Location identification items:
::::

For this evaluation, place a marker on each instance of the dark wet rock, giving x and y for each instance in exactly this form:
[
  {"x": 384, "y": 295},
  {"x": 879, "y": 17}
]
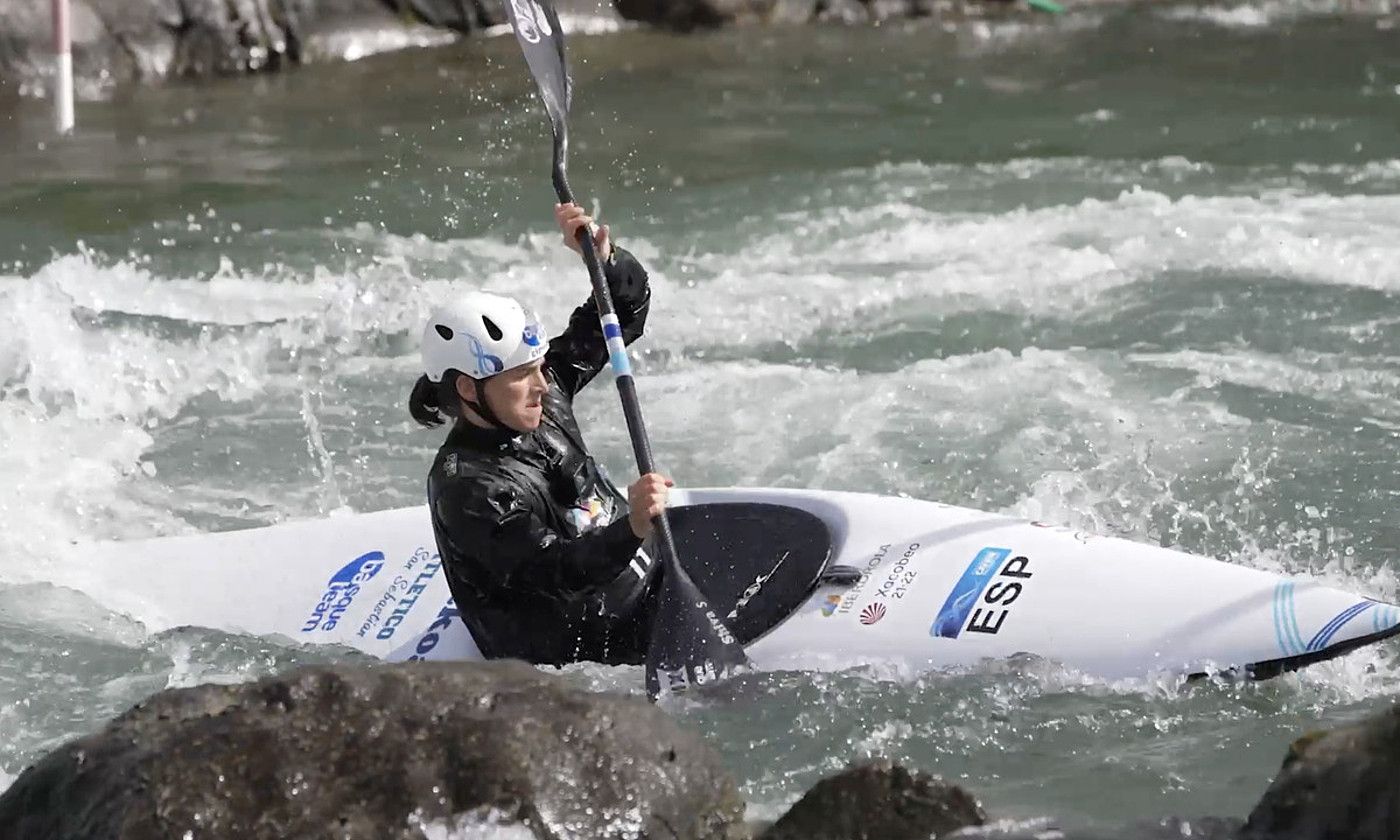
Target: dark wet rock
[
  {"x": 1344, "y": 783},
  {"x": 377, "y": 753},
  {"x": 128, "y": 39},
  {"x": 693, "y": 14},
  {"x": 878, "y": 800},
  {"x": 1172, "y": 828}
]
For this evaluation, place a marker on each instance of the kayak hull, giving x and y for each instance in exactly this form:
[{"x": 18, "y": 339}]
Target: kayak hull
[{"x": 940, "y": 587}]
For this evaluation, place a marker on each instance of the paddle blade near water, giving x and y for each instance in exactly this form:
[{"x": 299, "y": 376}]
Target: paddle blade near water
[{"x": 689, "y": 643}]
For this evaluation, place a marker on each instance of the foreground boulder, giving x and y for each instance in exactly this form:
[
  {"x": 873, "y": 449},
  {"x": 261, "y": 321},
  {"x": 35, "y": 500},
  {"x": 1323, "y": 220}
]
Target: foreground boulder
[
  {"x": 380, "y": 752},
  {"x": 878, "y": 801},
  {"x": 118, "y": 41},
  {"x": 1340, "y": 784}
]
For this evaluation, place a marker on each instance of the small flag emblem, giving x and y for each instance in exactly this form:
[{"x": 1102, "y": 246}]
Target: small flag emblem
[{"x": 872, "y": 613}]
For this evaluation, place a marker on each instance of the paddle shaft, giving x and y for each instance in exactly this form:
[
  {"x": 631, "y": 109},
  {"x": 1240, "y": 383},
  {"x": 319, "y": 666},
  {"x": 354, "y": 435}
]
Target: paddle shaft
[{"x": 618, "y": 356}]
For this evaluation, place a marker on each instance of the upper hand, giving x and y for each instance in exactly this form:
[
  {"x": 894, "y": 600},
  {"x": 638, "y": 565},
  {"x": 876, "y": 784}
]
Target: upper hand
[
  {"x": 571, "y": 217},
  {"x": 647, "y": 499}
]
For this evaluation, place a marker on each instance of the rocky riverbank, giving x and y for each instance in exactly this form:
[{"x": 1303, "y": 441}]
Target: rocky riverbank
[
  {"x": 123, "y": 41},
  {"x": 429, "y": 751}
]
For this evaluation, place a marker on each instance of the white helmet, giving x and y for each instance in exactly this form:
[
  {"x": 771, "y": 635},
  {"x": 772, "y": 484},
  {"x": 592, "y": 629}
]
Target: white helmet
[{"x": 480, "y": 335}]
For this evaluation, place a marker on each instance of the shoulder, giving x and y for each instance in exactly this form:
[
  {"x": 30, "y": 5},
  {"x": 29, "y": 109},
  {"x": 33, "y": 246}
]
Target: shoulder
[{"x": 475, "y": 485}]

::::

WRITTEN REQUEST: Write out every one of the records above word for word, leaving out the pictures.

EXPECTED ANSWER:
For this evaluation, place a marker on each instance of the dark wet rock, giving x and y for each instance in exactly this form:
[
  {"x": 384, "y": 295},
  {"x": 879, "y": 17}
]
Target: dark wet rock
[
  {"x": 1344, "y": 783},
  {"x": 377, "y": 753},
  {"x": 128, "y": 39},
  {"x": 693, "y": 14},
  {"x": 878, "y": 800},
  {"x": 1172, "y": 828}
]
For this evaluation, place a marker on each instance of the kayak hull, giving x and y for each instance in exactly this form:
[{"x": 18, "y": 339}]
Target: kayak hull
[{"x": 940, "y": 587}]
For this evaluation, place a marker on each instance of the paddle blade near water, giving x and y for each instance in exactly this form:
[{"x": 299, "y": 376}]
Target: paddle blade near water
[{"x": 689, "y": 643}]
For this evaluation, place a marker on each instance of the foreground boulder, giving x and y for each instance in exactly this form:
[
  {"x": 873, "y": 449},
  {"x": 261, "y": 321},
  {"x": 35, "y": 500},
  {"x": 1323, "y": 220}
]
Target: foreground boulder
[
  {"x": 380, "y": 752},
  {"x": 878, "y": 801},
  {"x": 118, "y": 41},
  {"x": 1340, "y": 784}
]
For this evaluation, place a marker on each instance of the small flag emblem, giving x and y for each instance in exactly this form:
[{"x": 1102, "y": 246}]
Target: small flag emblem
[{"x": 872, "y": 613}]
For this evaluation, place a marker on each instance of the paddle shaft, giving x and y for each instance in exactly this form:
[
  {"x": 631, "y": 109},
  {"x": 1240, "y": 383},
  {"x": 319, "y": 666},
  {"x": 354, "y": 435}
]
Target: paddle shaft
[{"x": 618, "y": 356}]
For this evaluation, place a marker on each instance of the upper hand, giving x and y for each instance in exactly this form:
[
  {"x": 894, "y": 600},
  {"x": 638, "y": 565},
  {"x": 876, "y": 784}
]
Target: upper hand
[
  {"x": 571, "y": 217},
  {"x": 647, "y": 499}
]
For this evaluation, place a marker on each instance of the rocky riverbank, giving x and y for each instance in exactly this form:
[{"x": 1303, "y": 441}]
Target: rocky riverbank
[
  {"x": 123, "y": 41},
  {"x": 429, "y": 751}
]
For this evaluation, place a marker on each instance of the white helmet, giving x and y for each instance in exactly this form:
[
  {"x": 771, "y": 635},
  {"x": 772, "y": 484},
  {"x": 592, "y": 629}
]
Target: white helmet
[{"x": 480, "y": 335}]
For this evaluation, place a marker on each instance of the shoulder, giving x and y for each instance in exactly this form:
[
  {"x": 30, "y": 5},
  {"x": 29, "y": 109},
  {"x": 33, "y": 246}
]
Target: shoulder
[{"x": 475, "y": 485}]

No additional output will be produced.